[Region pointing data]

================

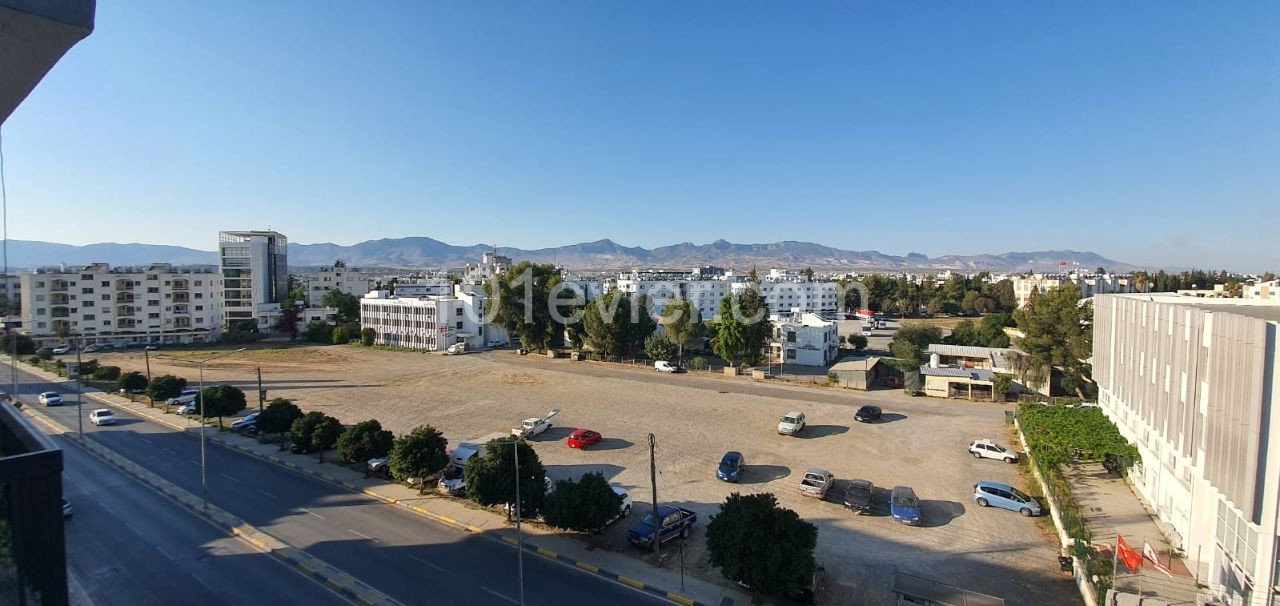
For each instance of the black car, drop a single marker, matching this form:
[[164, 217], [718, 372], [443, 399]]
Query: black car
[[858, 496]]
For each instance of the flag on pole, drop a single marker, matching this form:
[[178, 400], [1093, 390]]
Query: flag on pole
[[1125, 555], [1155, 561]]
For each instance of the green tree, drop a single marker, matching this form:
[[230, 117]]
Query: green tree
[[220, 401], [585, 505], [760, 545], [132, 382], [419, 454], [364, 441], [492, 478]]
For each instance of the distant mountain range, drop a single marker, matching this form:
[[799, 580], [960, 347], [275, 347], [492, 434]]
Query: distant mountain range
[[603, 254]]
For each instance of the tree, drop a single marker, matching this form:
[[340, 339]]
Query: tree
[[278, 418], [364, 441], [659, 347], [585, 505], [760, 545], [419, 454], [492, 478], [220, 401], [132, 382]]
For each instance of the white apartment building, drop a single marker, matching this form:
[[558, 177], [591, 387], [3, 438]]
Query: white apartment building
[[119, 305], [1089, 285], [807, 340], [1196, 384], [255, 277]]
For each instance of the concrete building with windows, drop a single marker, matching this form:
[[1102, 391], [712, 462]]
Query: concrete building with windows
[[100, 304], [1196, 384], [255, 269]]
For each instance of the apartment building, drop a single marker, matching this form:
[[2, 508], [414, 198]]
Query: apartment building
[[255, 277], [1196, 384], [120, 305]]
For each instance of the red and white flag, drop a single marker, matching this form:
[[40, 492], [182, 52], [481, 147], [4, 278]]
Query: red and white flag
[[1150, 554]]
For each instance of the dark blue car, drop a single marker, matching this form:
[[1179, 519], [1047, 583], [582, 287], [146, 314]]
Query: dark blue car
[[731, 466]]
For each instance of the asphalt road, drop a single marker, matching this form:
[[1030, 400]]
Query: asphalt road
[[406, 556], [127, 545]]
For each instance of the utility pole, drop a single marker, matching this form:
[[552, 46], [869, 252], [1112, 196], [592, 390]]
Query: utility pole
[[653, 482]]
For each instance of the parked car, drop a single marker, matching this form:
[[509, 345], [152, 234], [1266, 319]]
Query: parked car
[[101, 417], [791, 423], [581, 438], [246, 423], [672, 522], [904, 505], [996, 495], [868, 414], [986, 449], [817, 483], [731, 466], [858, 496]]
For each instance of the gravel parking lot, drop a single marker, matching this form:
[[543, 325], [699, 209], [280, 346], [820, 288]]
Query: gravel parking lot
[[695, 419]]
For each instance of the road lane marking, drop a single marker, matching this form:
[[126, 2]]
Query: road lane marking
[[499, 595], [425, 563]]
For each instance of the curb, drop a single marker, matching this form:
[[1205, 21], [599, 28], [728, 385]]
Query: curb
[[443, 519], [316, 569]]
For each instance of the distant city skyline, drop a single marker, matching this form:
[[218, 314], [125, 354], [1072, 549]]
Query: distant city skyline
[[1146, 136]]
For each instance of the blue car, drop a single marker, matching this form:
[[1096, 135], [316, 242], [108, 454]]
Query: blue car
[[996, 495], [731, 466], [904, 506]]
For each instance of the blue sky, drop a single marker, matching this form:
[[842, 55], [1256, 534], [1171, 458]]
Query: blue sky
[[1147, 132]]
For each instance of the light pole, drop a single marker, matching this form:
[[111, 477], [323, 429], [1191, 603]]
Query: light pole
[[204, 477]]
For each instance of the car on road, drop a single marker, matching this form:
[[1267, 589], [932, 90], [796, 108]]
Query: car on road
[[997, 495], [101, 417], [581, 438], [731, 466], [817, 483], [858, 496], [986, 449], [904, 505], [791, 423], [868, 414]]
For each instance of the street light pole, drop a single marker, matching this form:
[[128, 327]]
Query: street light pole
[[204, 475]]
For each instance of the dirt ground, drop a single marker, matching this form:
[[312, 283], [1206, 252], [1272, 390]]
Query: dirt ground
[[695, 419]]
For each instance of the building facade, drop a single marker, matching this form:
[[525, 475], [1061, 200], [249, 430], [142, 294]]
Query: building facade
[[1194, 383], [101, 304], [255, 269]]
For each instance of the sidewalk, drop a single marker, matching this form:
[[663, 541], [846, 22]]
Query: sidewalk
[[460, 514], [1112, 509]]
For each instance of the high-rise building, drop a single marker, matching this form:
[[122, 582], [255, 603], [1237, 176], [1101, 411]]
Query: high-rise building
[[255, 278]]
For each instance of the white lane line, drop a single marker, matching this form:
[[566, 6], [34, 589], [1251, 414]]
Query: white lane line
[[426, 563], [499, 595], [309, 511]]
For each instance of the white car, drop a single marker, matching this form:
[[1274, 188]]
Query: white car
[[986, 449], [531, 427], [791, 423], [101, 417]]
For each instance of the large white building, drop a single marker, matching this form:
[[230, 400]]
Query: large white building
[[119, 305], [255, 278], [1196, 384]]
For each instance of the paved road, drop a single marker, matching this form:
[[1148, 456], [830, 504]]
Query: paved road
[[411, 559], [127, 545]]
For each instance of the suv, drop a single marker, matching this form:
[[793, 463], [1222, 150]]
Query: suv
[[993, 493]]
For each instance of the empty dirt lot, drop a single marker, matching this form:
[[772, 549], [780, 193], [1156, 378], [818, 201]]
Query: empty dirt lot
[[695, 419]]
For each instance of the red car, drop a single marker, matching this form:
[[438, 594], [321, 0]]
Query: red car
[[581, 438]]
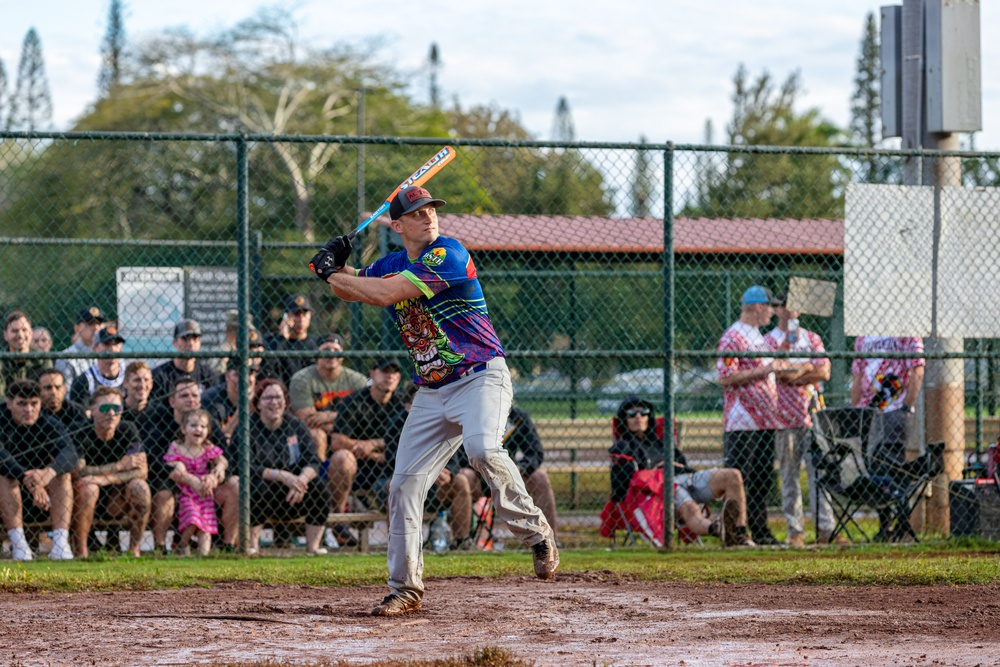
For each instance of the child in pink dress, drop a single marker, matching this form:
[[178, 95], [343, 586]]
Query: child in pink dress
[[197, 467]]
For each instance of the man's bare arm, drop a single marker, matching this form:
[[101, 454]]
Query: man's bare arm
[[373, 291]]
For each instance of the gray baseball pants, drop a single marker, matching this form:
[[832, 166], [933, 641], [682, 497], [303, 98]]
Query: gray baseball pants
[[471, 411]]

================

→ EXERCISE BRIEF:
Give a verbatim transcription of the entries, leaving out the pictures.

→ RESPONSE TO THIS EXERCISE:
For each instance of the black car, drop a single marker, matching this form:
[[164, 217], [718, 372], [443, 399]]
Query: black car
[[858, 496]]
For each instance of the flag on pole, drop a single marker, matching this form:
[[178, 400], [1093, 390]]
Query: flag on pole
[[1125, 555], [1155, 561]]
For each instance of the green tree, drop a single marker, matching this form:
[[230, 117]]
Query: green tree
[[220, 401], [585, 505], [760, 545], [132, 382], [419, 454], [364, 441], [492, 478]]
For each instance of the distant mountain range, drop a single marker, matching this form:
[[799, 580], [960, 347], [275, 347], [492, 434]]
Query: distant mountain range
[[603, 254]]
For each instance of the tree, drop a single marker, matching this form:
[[340, 339]]
Query: tree
[[278, 418], [364, 441], [659, 347], [585, 505], [760, 545], [419, 454], [492, 478], [220, 401], [132, 382]]
For each instance of the white apartment building, drop a single marker, matching this form:
[[558, 177], [591, 387], [3, 438]]
Query: white apartment building
[[119, 305], [1089, 285], [807, 340], [1196, 384], [255, 277]]
For each instance of the concrete building with windows, drop a single marker, matching this form:
[[1102, 391], [712, 462]]
Query: concrete building with windows
[[100, 304], [1196, 384], [255, 269]]
For each instance of the apartment building, drop a single marker, matching this form:
[[2, 508], [414, 198]]
Query: apartment building
[[255, 277], [1196, 384], [120, 305]]
For each instance of the red and white flag, drop a single marker, matching this form:
[[40, 492], [182, 52], [481, 147], [4, 278]]
Query: red and white flag
[[1150, 554]]
For each instance of the dark blue car, drop a single marker, matching this form:
[[1179, 519], [1047, 583], [582, 287], [146, 314]]
Query: dark blue car
[[731, 466]]
For each instance of the asphalt road, drop a single marker, matching this form:
[[1030, 400]]
Query: asphalt road
[[406, 556], [127, 545]]
For each instance of the utility pole, drop a single marker, matching this form:
[[552, 46], [869, 252], [1112, 196], [592, 390]]
Query: utility pole
[[653, 482]]
For each instance of the parked car, drop a single marker, matching this form:
[[509, 345], [152, 234], [1266, 319]]
Query: parked car
[[101, 417], [791, 423], [581, 438], [246, 423], [672, 522], [904, 505], [996, 495], [868, 414], [986, 449], [817, 483], [731, 466], [858, 496]]
For each instance of the gravel parking lot, drop a single marker, matching this form:
[[543, 325], [699, 209], [280, 346], [820, 288]]
Query: gravel parking lot
[[695, 419]]
For each instance of the road lane marking, drop a single marker, matching this form:
[[126, 2]]
Query: road lane marking
[[499, 595], [425, 563]]
For each instance of the curb, drop a single marker, matching this form:
[[1205, 21], [599, 28], [728, 385]]
Query: curb
[[443, 519], [316, 569]]
For each instance of the distant city skyline, drop a single marker, matching this form:
[[218, 314], [125, 354], [1072, 549]]
Query: distant city skyline
[[1146, 136]]
For each instance of the blue car, drop a single marker, matching this form:
[[1096, 135], [316, 242], [108, 454]]
Query: blue car
[[996, 495], [731, 466], [904, 506]]
For each instance of the blue sky, drop a single marker, matching this form:
[[842, 55], [1256, 534], [1171, 458]]
Query: blue sky
[[1147, 132]]
For each instance of the light pole, drop a single marker, matching this form:
[[111, 477], [323, 429], [1191, 603]]
Query: light pole
[[204, 477]]
For each instance of the car on road, drop a single marker, matching this form:
[[1267, 589], [932, 90], [796, 108]]
Query: car on road
[[997, 495], [101, 417], [581, 438], [731, 466], [817, 483], [858, 496], [986, 449], [904, 505], [791, 423], [868, 414]]
For each instance of the street light pole, drop a single marker, matching this form:
[[128, 327]]
Query: street light pole
[[204, 475]]
For each instance of the dirt ground, drop a single marker, matching this form:
[[312, 283], [1206, 252], [1272, 390]]
Query: dirt ground
[[695, 419]]
For each instance of the building facade, drop a single marker, matching this form:
[[525, 475], [1061, 200], [249, 430], [142, 294]]
Query: building facade
[[1194, 383], [101, 304], [255, 269]]
For each instance of the sidewalk, drop a single marker, matching this form:
[[663, 541], [846, 22]]
Query: sidewalk
[[460, 514], [1112, 509]]
For each instance of the high-rise building, drop a single marker, matching this form:
[[122, 582], [255, 603], [1237, 176], [1101, 411]]
Query: high-rise building
[[255, 278]]
For each instance of the white lane line, drop a single marker, matching this form:
[[566, 6], [34, 589], [1251, 414]]
Query: white lane line
[[426, 563], [499, 595], [309, 511]]
For each instance of the white car, drop a single marker, matching this form:
[[1274, 188]]
Query: white car
[[986, 449], [531, 427], [791, 423], [101, 417]]
For each instance of the large white building, drop a single marker, matching this form:
[[230, 400]]
Query: large white building
[[119, 305], [255, 278], [1196, 384]]
For each instance of the paved road, drop a single marker, matching this form:
[[1148, 456], [830, 504]]
Query: paved road
[[411, 559], [127, 545]]
For each instance of the suv, drop a single marker, matching this form:
[[793, 463], [1222, 150]]
Query: suv
[[993, 493]]
For each instance of the empty dirt lot, drop a single marker, matching this form:
[[772, 549], [780, 193], [1156, 378], [818, 201]]
Query: empty dirt lot
[[695, 419]]
For each instance of the red car, drop a single marker, matching this form:
[[438, 594], [321, 0]]
Query: red car
[[581, 438]]
For each instance of the child in pink dress, drop a single marker, matching this form:
[[178, 95], [343, 586]]
Query: child in pink dress
[[197, 467]]
For each instance of the man's bare arm, drop a single marker, matching this form:
[[101, 454]]
Query: man's bare arm
[[373, 291]]
For each instance of the gray baseball pants, drop a single marker, matching this form:
[[832, 166], [933, 641], [682, 497], [303, 98]]
Query: gray baseball pants
[[471, 411]]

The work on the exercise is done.